#### [What the task requires]
Please print the data below, starting with the line that contains "The component shall mark one dot per instance of the person" and going on through the line that contains "The component shall mark one dot per instance of the wooden". Copy each line unchanged and include both end lines.

#### [Records for this exercise]
■ ■ ■ ■ ■ ■ ■

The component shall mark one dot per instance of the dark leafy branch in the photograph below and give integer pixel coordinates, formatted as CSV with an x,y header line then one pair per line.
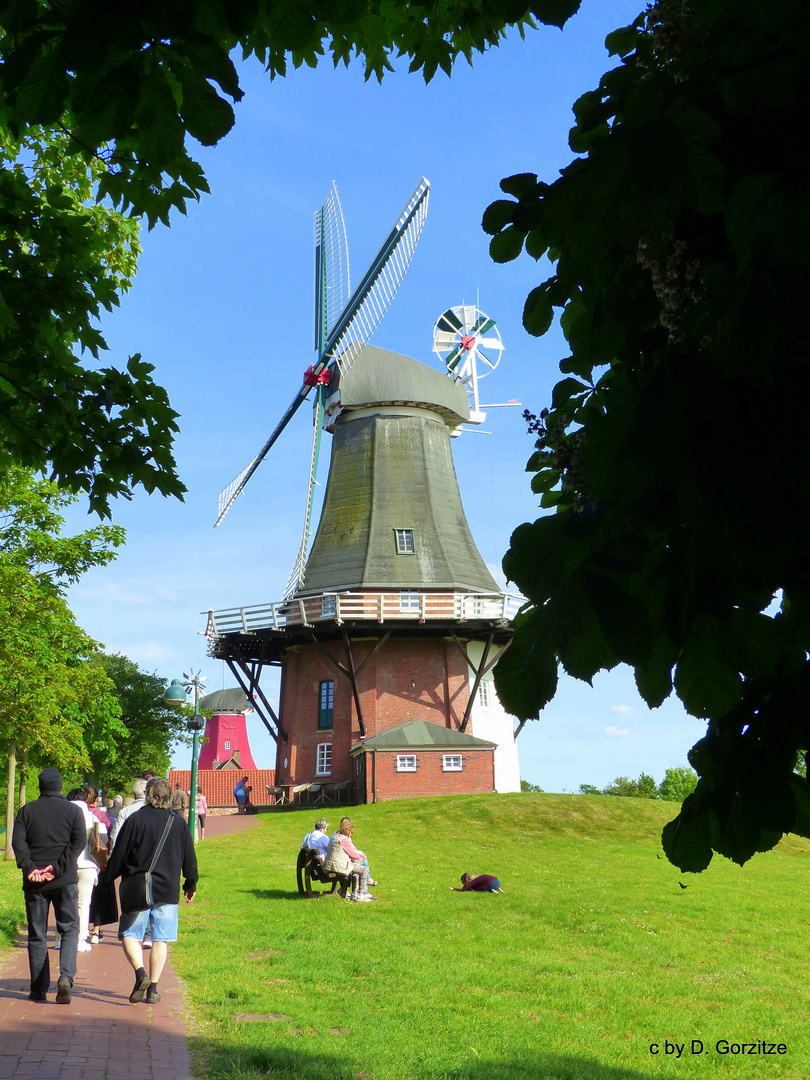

■ ■ ■ ■ ■ ■ ■

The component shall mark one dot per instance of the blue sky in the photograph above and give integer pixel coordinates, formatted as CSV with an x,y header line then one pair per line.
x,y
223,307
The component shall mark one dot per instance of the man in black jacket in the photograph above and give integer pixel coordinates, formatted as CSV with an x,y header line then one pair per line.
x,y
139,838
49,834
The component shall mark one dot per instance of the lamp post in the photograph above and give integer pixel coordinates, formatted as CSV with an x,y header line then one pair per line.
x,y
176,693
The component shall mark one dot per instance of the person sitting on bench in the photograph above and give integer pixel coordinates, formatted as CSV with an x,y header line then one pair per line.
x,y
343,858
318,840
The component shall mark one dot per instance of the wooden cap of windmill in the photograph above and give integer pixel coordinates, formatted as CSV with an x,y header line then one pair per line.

■ ■ ■ ■ ■ ■ ■

#### [Full answer]
The component shall mark one dot per instance of the person sitting on bench in the photograph above and give integer pixel coordinates, formatted as CSV with an x,y header line then one pair per line.
x,y
343,858
318,840
The component shall mark one dot per instance of the wooden cap of windmill in the photograph above and give integer pixel coordinates, formatted as CSV with an x,y header line then one pair per line.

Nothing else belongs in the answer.